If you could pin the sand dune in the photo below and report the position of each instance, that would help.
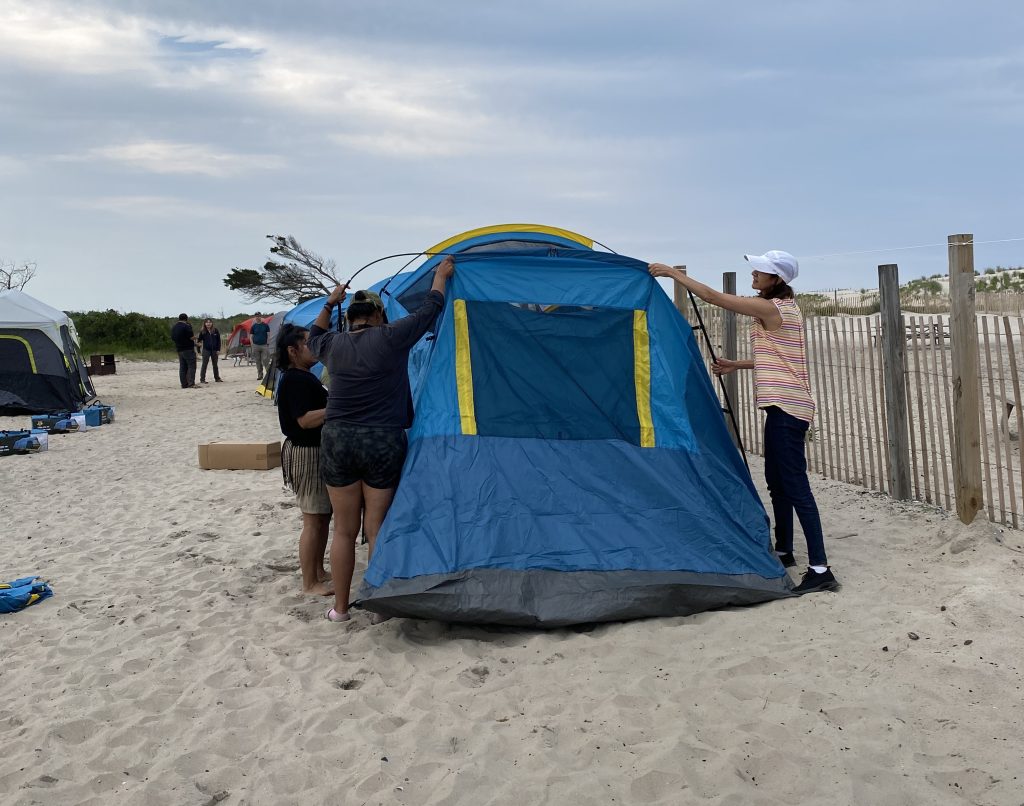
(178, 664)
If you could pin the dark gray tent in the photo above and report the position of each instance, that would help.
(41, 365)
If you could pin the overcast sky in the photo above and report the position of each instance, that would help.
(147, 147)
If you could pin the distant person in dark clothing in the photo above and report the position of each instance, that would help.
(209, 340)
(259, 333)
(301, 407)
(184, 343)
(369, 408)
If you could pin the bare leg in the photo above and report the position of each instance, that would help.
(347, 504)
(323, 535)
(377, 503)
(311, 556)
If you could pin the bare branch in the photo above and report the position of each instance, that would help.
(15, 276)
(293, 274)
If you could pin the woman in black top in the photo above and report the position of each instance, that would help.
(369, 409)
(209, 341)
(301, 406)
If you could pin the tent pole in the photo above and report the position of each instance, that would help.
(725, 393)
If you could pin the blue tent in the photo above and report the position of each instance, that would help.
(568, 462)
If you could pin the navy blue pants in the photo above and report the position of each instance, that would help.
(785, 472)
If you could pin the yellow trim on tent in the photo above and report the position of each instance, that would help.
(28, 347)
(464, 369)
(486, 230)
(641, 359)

■ ■ ■

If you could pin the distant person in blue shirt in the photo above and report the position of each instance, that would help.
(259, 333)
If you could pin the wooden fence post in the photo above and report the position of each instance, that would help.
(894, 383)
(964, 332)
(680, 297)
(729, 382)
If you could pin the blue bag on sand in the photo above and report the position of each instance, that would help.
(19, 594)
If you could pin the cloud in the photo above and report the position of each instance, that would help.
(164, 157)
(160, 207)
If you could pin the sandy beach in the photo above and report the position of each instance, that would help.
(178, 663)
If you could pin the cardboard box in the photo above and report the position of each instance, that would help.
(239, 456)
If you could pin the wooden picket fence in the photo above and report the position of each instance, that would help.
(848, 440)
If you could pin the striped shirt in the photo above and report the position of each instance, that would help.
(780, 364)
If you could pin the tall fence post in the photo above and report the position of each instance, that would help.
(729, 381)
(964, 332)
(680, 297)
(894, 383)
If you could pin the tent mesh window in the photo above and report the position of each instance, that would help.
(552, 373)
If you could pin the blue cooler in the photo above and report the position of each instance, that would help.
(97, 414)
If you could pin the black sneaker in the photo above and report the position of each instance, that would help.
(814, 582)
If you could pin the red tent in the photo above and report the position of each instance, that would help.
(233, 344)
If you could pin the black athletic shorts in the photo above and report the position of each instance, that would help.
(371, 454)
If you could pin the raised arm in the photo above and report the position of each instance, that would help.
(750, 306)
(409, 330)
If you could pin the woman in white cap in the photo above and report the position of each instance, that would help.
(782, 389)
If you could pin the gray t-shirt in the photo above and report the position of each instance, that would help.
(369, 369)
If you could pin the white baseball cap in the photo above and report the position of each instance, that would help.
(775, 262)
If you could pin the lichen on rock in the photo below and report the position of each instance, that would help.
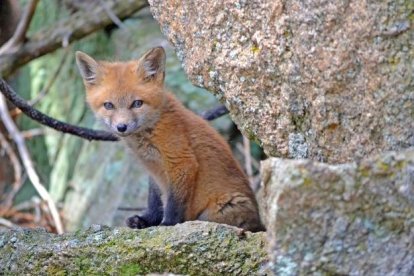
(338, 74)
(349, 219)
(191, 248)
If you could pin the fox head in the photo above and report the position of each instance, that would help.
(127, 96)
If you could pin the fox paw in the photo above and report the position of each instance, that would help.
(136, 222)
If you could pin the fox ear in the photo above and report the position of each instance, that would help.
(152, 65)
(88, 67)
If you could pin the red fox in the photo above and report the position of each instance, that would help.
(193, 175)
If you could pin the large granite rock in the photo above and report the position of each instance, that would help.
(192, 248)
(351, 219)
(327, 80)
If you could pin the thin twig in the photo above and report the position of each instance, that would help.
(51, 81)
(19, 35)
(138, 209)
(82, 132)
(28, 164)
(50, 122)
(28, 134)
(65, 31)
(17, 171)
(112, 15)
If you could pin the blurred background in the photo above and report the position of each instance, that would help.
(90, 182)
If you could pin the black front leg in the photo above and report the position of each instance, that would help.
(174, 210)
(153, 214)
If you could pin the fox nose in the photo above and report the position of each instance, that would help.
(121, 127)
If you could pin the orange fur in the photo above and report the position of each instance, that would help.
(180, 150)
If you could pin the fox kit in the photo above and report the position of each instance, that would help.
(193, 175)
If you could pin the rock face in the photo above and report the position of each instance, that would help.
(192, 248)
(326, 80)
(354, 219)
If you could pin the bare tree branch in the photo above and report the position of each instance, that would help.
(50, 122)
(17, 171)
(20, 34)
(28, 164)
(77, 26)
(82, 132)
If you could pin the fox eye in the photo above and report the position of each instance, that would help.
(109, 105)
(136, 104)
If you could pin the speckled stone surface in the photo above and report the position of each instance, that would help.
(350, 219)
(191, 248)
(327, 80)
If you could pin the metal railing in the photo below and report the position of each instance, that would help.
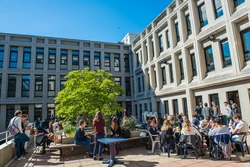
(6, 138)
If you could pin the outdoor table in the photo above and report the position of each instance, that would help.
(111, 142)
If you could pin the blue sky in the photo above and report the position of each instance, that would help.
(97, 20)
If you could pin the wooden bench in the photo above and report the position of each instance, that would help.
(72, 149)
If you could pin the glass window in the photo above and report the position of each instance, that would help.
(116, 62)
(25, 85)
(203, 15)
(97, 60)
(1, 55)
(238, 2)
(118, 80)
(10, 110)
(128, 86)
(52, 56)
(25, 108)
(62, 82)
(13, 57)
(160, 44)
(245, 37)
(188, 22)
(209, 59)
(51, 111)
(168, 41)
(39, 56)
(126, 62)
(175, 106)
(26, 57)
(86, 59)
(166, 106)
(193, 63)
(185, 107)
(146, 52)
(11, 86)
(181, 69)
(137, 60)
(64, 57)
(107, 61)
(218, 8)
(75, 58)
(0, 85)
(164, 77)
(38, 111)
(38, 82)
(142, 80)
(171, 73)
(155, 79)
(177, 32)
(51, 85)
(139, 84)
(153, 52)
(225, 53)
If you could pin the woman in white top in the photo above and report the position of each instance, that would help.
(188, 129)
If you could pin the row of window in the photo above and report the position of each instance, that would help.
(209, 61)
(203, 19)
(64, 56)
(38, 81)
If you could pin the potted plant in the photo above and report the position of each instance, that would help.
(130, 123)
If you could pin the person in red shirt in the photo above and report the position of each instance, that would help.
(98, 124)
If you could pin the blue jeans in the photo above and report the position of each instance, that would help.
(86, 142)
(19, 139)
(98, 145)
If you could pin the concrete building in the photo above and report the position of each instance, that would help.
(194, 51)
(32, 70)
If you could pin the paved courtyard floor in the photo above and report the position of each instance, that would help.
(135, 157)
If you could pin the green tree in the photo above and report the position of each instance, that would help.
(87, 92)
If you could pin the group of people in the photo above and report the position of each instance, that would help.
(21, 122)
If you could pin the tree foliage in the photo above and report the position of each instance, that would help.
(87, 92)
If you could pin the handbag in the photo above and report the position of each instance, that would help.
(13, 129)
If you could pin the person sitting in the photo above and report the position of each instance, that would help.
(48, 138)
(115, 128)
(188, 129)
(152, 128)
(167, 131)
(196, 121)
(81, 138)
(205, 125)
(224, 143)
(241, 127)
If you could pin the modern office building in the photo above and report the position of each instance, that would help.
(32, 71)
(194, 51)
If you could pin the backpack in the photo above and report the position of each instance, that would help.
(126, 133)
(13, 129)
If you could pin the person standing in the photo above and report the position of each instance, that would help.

■ ■ ■

-- Written request --
Return every line of the records above that contains the string "below". Case counts.

-- Task result --
If you could pin the sand dune in the photo below and report the position of each instance, that would help.
If you could pin the lichen on rock in the photo below and report the position of each instance, that would help.
If you could pin the metal railing in the photo below and report the position of each instance, that would help.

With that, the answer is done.